(Point localization data)
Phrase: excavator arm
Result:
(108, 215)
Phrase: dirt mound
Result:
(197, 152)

(Task to complete): Using the records given above, list every line that includes the word "Phrase".

(Result of the exercise):
Phrase: excavator arm
Phrase: dirt mound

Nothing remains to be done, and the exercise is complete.